GIVEN PASSAGE >>
Those recovery acts deceptively added the word reinvestment to them and decidedly rejected the successful thinking behind the 1981 measure designed for the same purpose that the most recent bills were.
The newestt recovery measures taken were nothing more than a bid for more government and a grab at more centralized government that initiated unfunded mandates and essentially took more money away from the people rather than afford them the chance to keep more of their money.

The modern recovery acts were designed to create more jobs and spur more spending. Yet to date, with less than 10% of the monies slotted for these initiatives spent and the bulk of it not expected to be allocated for years to come, little benefit has actually been seen. And the fact of the matter is that in the end little will be seen.

With only a fraction of the stimulus money having been spent to date, a recent poll determined that 72 percent of Americans want the unused portion of the $787 billion dollar stimulus package returned to taxpayers. They believe it would do more to boost the economy than having the government spend it. That sentiment runs deep through out society as a 59% majority of Democrats, 87% majority of Republicans and 70% majority of independents believe that the money should be returned to taxpayers. This was the same Reagan thinking and policy that allowed for the recovery that we saw in the 80’s.

In all honesty, when you look at a major goal of the recent recovery act, you will see that is the creation of jobs. But the package only creates government jobs. By nature, government jobs do not sustain themselves. They do not create a market which produces a profit that generates a self funding source for themselves. They are funded through taxes. But in addition to the need for a continuous stream of tax dollars to finance these government jobs is the problem that the jobs created by these modern recovery attempts are only temporary.

The work that will be created through the bills are have no enduring future. For instance, once a road is built, it is done. Maintenance for that road will always be required but that alone does not employ the number of workers required to build that road originally.

This is just one example of what may produce a positive effect but will assuredly only be a temporary effect from the most expensive pieces of legislation in history. Ultimately the recent stimulus packages are legislative creations which simply have no long term benefits. But they will have damaging long term effects induced by the ensuing debt that these most recent recovery packages create and the tax burden that their debt will inevitably produce.

Conversely, the recovery act that people like Congressman Jack Kemp and Senator William Roth were responsible for developing was  a stimulus package that allowed for the people to posses more money and it allowed for them to spend more and invest more. All of which energized an entrepreneurial revival that created more self sustaining, permanent jobs and more investment.  All of which spurred a natural cycle of sustainable growth that did not rely on government spending and federal taxation.

Excerpt from a dataset >>
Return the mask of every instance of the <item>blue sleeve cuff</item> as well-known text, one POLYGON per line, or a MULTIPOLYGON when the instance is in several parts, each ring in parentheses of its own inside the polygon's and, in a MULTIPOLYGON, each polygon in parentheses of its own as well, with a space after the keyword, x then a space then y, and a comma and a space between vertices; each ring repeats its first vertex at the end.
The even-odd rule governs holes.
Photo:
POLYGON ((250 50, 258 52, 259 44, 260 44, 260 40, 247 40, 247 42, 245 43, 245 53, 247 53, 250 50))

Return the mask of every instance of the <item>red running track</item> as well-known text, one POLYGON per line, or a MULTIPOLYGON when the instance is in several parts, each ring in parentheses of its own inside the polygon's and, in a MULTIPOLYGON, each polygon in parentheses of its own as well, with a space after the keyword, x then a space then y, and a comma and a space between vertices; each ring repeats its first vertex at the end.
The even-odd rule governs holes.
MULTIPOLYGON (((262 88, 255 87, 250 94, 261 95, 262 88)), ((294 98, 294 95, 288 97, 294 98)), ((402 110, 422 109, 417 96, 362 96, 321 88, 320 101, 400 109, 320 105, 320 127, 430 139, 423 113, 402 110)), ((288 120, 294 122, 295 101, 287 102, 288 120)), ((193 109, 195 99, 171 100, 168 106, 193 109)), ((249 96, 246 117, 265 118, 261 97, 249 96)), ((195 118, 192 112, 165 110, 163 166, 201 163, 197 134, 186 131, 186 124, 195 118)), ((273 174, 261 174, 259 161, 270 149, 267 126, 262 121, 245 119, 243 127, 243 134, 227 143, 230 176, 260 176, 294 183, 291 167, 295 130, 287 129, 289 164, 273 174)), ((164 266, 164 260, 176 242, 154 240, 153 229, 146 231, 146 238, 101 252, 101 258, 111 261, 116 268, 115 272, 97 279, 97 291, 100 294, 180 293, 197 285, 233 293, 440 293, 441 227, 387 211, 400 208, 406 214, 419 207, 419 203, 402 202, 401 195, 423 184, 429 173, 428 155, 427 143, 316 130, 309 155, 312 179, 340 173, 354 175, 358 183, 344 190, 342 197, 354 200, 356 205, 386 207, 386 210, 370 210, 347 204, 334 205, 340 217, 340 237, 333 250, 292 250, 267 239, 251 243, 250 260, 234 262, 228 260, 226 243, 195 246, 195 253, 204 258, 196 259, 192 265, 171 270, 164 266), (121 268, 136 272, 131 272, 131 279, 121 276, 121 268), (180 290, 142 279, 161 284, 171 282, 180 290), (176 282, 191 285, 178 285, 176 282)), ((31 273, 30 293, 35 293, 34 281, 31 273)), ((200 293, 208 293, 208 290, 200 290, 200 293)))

REQUIRED ACTIONS >>
1 > Retype the listing from its first line through the line containing "POLYGON ((250 50, 258", including both ends.
2 > Extend the essay comparing recent recovery acts with the 1981 measure, picking up right after its final sentence.

EXERCISE ANSWERS >>
1 >
Return the mask of every instance of the <item>blue sleeve cuff</item> as well-known text, one POLYGON per line, or a MULTIPOLYGON when the instance is in several parts, each ring in parentheses of its own inside the polygon's and, in a MULTIPOLYGON, each polygon in parentheses of its own as well, with a space after the keyword, x then a space then y, and a comma and a space between vertices; each ring repeats its first vertex at the end.
The even-odd rule governs holes.
Photo:
POLYGON ((250 50, 258 52, 259 44, 260 44, 260 40, 247 40, 247 42, 245 43, 245 53, 247 53, 250 50))

2 >
28 years later and intermittent failures to acknowledge the success of this thinking at the federal level continues to threaten our economic stability and jeopardizes the freedom based fabric of our American future.

On the day before the anniversary of Ronald Reagan’s signing of the successful recovery measures that we took in 1981, The Center for Fiscal Accountability released it’s annual report which provides evidence to my claim.

The report demonstrated that the average American devotes 224 days of work a year to simply cover the costs of government mandated programs and controls and that the federal government demands approximately 61½ % of our combined national income.

That’s far more than half of what we earn.

The number of days that Americans must work to cover this cost of government allows The Center for Fiscal Accountability to establish what they call Cost of Government Day.  Based on a national average that day for all Americans was August 12th.  That is 26 more days than least year. And it means that when you come down to it, you worked the first 8 months and twelve days of the year to fund the government. 

But if you want an even greater example of just how burdensome and oppressive the crushing costs of government can be, lets take a look at my home state of New Jersey.

While the 2009 national average for the Cost of Government day falls on August 12th, for New Jerseyan’s the Cost of Government Day falls on September 6th, 25 days later than the national date.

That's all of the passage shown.